[Kurze Übung A] Warum ist Sortieren laut dem Text über Reizüberflutung und Autismus für Fabienne Sieger ein wichtiges Werkzeug zur Selbstregulierung?

[Bereitgestellter Auszug]

- - - - -

Reizüberflutung und Alarmbereitschaft
Tatsächlich ist die Welt für Menschen mit Autismus komplizierter und unüberschaubarer als für neurotypische Menschen, also für Menschen, deren neurologische Entwicklung als sogenannt «normal» betrachtetet wird. Menschen mit Autismus sind einer ständigen Reizüberflutung ausgeliefert, weswegen ihr Körper andauernd in Alarmbereitschaft ist. Das sei ungemein anstrengend, sagt Fabienne Sieger.
Sortieren ist für Sieger ein wichtiges Werkzeug zur Selbstregulierung, weil dabei das Hirn zur Ruhe kommen kann. Am liebsten zerkleinert und sortiert sie Früchte und Gemüse, um daraus «Sortagen» herzustellen: quadratische Bilder, auf denen die geschnittenen Teile nach Grösse und Farbe ästhetisch angeordnet sind.

- - - - -

[Kurze Übung B] Ändere in den Einträgen die Zeilen von der Zeile mit „Each instance receives exactly one keypoint. Mark the belt“ bis einschließlich der Zeile mit „Each instance receives exactly one keypoint. Mark the light“: Ersetze „photo above“ durch „image above“ und gib nur diese Zeilen wieder, alles Übrige unverändert.

[Material zur Aufgabe]
- - - - -

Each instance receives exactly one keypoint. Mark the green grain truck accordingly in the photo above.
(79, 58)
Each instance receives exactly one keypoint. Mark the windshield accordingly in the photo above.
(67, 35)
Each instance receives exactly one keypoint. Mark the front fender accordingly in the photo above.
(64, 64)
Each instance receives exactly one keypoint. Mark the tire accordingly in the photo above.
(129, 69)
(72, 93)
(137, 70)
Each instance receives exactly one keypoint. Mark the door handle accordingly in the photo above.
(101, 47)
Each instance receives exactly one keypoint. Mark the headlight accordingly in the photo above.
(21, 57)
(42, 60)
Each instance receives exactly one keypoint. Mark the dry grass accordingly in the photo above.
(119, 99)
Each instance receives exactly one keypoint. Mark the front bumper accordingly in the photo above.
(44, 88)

- - - - -

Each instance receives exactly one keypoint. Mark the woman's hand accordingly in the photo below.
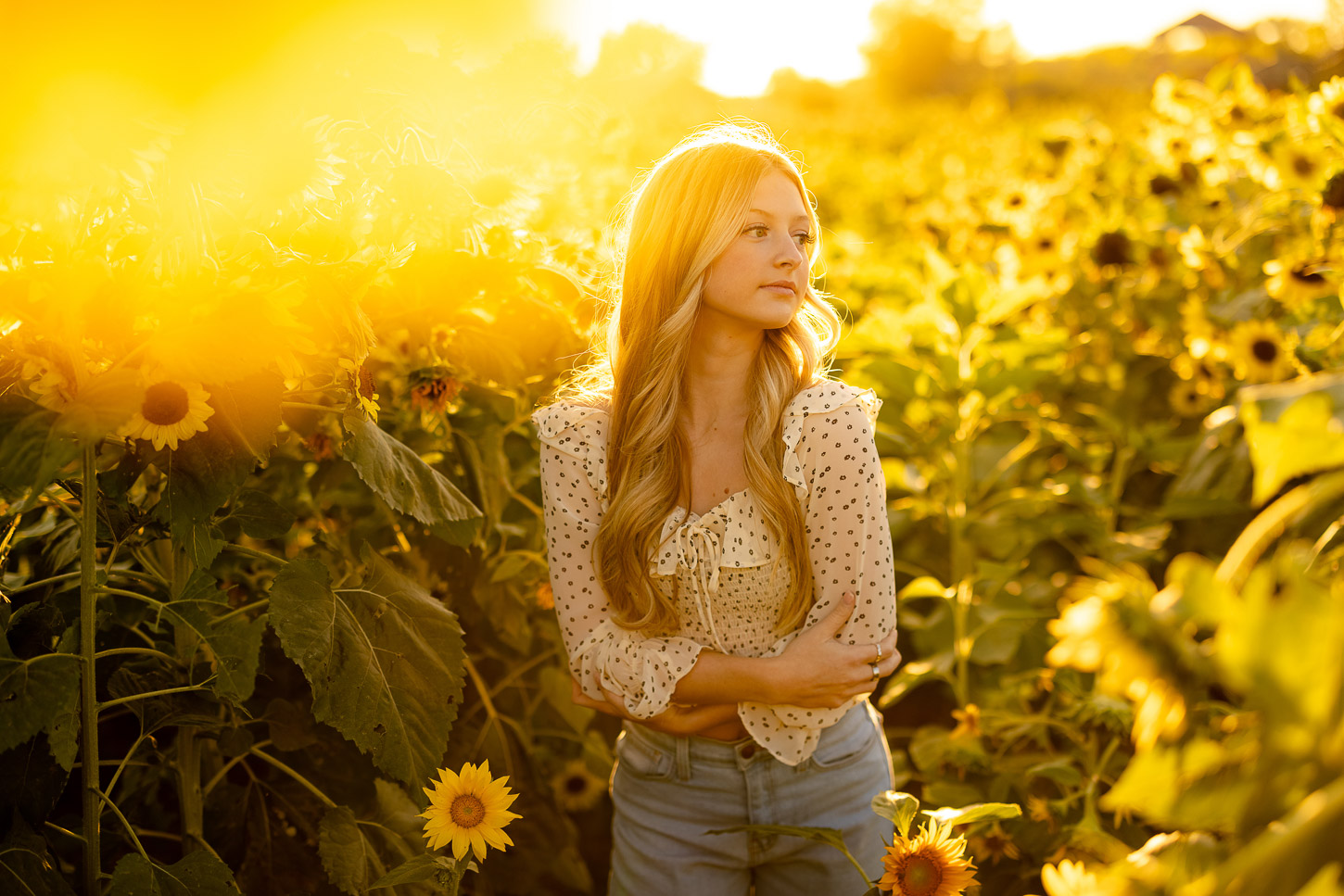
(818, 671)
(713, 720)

- - - - -

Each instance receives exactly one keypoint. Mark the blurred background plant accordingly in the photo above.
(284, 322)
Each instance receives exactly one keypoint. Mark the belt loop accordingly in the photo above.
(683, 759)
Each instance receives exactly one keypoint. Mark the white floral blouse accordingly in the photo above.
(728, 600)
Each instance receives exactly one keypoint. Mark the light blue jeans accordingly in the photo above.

- - - - -

[Lösung der Übung A] Weil dabei das Hirn zur Ruhe kommen kann.

[Lösung der Übung B]
Each instance receives exactly one keypoint. Mark the belt loop accordingly in the image above.
(683, 759)
Each instance receives exactly one keypoint. Mark the white floral blouse accordingly in the image above.
(728, 600)
Each instance receives exactly one keypoint. Mark the light blue jeans accordingly in the image above.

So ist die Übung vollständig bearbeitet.